Activity | Transcribe all records, preserving every character.

(Dataset entries)
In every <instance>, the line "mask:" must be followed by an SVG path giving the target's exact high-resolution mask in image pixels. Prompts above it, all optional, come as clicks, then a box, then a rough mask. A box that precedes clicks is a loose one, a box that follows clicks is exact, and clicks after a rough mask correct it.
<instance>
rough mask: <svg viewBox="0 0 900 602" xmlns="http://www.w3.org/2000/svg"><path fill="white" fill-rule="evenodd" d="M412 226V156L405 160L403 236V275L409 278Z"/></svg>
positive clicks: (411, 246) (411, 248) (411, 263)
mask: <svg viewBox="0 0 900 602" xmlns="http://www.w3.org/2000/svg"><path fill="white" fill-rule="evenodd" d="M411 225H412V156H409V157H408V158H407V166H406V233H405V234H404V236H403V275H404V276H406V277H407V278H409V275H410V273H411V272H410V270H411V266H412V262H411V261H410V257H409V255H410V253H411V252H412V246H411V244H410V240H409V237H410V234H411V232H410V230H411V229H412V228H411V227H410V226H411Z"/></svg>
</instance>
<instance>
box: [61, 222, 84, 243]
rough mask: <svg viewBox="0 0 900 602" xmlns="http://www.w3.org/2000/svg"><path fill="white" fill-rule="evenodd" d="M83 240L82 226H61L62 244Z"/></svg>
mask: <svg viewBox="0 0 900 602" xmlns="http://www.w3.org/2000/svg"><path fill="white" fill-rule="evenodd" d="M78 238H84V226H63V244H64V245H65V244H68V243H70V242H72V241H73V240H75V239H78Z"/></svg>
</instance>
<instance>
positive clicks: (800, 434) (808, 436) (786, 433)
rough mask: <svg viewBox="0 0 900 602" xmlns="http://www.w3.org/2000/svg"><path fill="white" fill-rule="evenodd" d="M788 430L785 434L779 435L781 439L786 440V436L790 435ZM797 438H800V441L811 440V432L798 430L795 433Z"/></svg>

Answer section |
In every <instance>, the line "mask:" must be followed by an SVG path giving the target's exact high-resolution mask in image pixels. Prompts above it, all optional, come as clicks, then a box, then a rough mask. A box that precedes clicks is a loose one, a box that follows clicks is exact, and clicks after a rough mask correct it.
<instance>
rough mask: <svg viewBox="0 0 900 602" xmlns="http://www.w3.org/2000/svg"><path fill="white" fill-rule="evenodd" d="M412 226V156L405 160L403 236V275L409 278Z"/></svg>
positive clicks: (411, 246) (411, 248) (411, 263)
mask: <svg viewBox="0 0 900 602" xmlns="http://www.w3.org/2000/svg"><path fill="white" fill-rule="evenodd" d="M411 225H412V156H409V157H408V158H407V166H406V233H405V234H404V236H403V275H404V276H406V277H407V278H409V275H410V273H411V272H410V270H411V266H412V262H411V261H410V257H409V255H410V253H411V252H412V246H411V244H410V240H409V237H410V234H411V232H410V230H411V229H412V228H411V227H410V226H411Z"/></svg>
</instance>
<instance>
box: [61, 222, 84, 243]
rough mask: <svg viewBox="0 0 900 602" xmlns="http://www.w3.org/2000/svg"><path fill="white" fill-rule="evenodd" d="M83 240L82 226H61L62 244Z"/></svg>
mask: <svg viewBox="0 0 900 602" xmlns="http://www.w3.org/2000/svg"><path fill="white" fill-rule="evenodd" d="M78 238H84V226H63V244H64V245H65V244H68V243H70V242H72V241H73V240H75V239H78Z"/></svg>
</instance>
<instance>
positive clicks: (800, 434) (808, 436) (786, 433)
rough mask: <svg viewBox="0 0 900 602" xmlns="http://www.w3.org/2000/svg"><path fill="white" fill-rule="evenodd" d="M788 430L785 434L779 435L781 439L786 440V436L790 435ZM797 438H800V441L811 440V432L798 430L795 433Z"/></svg>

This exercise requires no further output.